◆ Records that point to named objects
==================================================

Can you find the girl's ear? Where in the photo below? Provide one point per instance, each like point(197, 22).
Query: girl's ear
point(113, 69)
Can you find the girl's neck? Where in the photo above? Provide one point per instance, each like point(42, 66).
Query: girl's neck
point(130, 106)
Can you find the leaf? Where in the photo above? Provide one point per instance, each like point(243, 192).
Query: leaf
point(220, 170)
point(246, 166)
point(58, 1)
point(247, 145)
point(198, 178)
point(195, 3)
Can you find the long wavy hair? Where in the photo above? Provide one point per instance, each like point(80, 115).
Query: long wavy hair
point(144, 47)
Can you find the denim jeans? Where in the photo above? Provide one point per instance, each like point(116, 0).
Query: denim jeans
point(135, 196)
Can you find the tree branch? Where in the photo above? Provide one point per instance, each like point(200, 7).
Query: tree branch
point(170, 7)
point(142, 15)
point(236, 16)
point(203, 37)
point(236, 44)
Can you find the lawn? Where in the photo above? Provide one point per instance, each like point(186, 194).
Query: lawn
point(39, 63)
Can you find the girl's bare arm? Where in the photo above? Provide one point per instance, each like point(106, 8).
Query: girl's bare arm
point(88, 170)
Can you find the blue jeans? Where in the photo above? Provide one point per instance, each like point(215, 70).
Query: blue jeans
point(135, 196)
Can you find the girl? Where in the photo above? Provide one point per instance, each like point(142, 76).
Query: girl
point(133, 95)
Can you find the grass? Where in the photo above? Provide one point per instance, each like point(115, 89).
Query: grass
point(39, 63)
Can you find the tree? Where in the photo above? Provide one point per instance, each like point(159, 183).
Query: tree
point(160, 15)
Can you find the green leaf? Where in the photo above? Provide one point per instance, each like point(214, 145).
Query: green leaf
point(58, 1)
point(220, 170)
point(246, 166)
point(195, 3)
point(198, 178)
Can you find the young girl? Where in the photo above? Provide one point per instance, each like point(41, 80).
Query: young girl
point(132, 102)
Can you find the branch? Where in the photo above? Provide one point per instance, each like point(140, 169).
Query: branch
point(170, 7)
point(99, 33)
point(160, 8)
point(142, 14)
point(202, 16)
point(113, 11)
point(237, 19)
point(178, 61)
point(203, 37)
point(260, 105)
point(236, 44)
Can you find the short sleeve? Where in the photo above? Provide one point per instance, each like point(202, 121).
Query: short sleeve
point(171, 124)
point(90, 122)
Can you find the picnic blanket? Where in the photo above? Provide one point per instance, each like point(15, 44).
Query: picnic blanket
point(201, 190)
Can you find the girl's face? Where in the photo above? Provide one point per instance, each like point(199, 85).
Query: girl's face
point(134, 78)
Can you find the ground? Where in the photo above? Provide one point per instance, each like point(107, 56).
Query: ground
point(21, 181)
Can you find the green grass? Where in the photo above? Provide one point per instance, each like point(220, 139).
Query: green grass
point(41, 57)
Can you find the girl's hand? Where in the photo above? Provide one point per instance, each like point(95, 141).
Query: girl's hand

==================================================

◆ TASK INSTRUCTIONS
Copy the lines above word for word, from the line with "Can you find the young" up to and including the line with "point(134, 78)".

◆ FINAL RESULT
Can you find the young girl? Where in the photo above? Provide one point per instance, each like point(41, 80).
Query: young girl
point(132, 102)
Can you find the branch? Where in the photo above? Provide one point per instance, each like point(140, 169).
Query: branch
point(170, 7)
point(99, 33)
point(160, 8)
point(142, 14)
point(202, 16)
point(113, 11)
point(237, 19)
point(178, 61)
point(203, 37)
point(260, 105)
point(236, 44)
Can you find the short sleeve? Where in the photo above? Provide one point per instance, each like point(202, 121).
Query: short sleeve
point(171, 124)
point(90, 122)
Can you find the picnic blanket? Where in the photo above? Provide one point per instance, each like point(15, 44).
Query: picnic blanket
point(201, 190)
Can you find the girl's face? Where in the photo above? Provide one point per instance, each like point(199, 85).
Query: girl's face
point(134, 78)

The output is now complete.